--- begin Text segment ---
Inequality, violence, and gender relations in a global city: New York, 1986–1996

Pages 219-247 | Published online: 04 May 2010
 

In the 1980s and 1990s, the transformation of the United States toward a global and information‐oriented economy has precipitated changing expectations and opportunities for working class men and women. Men have lost work, poor women have lost welfare benefits and many working class people no longer have access to adequate housing. The overall impact of these changes, including the uneven destruction of poor communities and the shifting, unstable gender hierarchies they have produced, has been to generate intense conflict reflected in increased violence in the community and in the household. The research described below, based on fieldwork in New York City in the 1990s among women and their families who have been relocated from family shelters into permanent housing, begins to outline some of the intervening processes that foster violence towards poor women. For many women violence is the immediate event that precipitates them into homelessness. But, when women leave the shelter system and have to create their lives anew, they are often alone and in need of help. Their isolation puts them, once again, at risk of finding men who help in some ways but also abuse them. The analysis examines the areas, such as child care, that social services are able to address and other areas in which such services fail. Overall, the paper suggests that the global city which New York has become in the 1990s has generated an increase in inequality, which in turn increases violence in shifting poor communities and relocated households.
--- end Text segment ---
Problems:
A. Decide whether each statement agrees with the New York summary above, answering yes or no and quoting the words that settle it: (i) The fieldwork was done among women relocated from family shelters into permanent housing. (ii) The analysis says social services fail to address child care. (iii) Poor women have gained welfare benefits.
B. Using the New York summary above, answer each question in a few words.
(i) On what date was it published online?
(ii) For many women, what event precipitates them into homelessness?
(iii) In which decade was the fieldwork carried out?
--- begin Material supplied ---
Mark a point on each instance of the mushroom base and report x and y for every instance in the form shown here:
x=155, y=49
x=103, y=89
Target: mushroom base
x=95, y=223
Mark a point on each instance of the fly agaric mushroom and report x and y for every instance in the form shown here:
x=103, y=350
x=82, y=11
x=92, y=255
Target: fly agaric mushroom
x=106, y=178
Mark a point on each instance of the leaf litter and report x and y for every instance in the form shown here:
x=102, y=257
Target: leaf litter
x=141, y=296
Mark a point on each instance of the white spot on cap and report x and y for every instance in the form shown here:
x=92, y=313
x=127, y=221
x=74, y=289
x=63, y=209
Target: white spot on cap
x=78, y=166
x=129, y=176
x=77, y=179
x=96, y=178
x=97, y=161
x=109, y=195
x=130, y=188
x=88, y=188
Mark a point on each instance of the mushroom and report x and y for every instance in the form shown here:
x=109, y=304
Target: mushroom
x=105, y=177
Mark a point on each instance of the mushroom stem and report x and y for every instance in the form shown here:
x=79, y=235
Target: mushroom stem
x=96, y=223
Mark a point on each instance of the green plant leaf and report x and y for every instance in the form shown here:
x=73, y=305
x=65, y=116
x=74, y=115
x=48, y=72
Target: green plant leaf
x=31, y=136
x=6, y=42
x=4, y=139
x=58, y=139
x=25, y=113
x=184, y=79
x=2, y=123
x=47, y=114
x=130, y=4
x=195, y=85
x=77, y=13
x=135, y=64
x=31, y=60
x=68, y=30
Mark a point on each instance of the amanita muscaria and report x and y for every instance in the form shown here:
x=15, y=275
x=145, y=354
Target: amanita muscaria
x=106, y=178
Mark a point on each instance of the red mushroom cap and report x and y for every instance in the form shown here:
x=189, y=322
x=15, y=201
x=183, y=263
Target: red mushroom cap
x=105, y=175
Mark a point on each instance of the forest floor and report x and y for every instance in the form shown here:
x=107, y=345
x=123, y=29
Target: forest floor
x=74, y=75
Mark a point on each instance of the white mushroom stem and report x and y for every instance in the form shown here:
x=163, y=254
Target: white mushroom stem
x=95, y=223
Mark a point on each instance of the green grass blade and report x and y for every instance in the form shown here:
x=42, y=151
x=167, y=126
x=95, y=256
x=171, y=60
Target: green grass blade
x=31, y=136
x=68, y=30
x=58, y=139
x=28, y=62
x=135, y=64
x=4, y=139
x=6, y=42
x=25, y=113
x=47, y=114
--- end Material supplied ---
--- begin Material supplied ---
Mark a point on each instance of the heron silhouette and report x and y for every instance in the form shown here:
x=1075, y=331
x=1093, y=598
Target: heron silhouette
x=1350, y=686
--- end Material supplied ---
The replies:
A.
(i) Yes: "among women and their families who have been relocated from family shelters into permanent housing"
(ii) No: "The analysis examines the areas, such as child care, that social services are able to address"
(iii) No: "poor women have lost welfare benefits"

B.
(i) 04 May 2010
(ii) Violence
(iii) The 1990s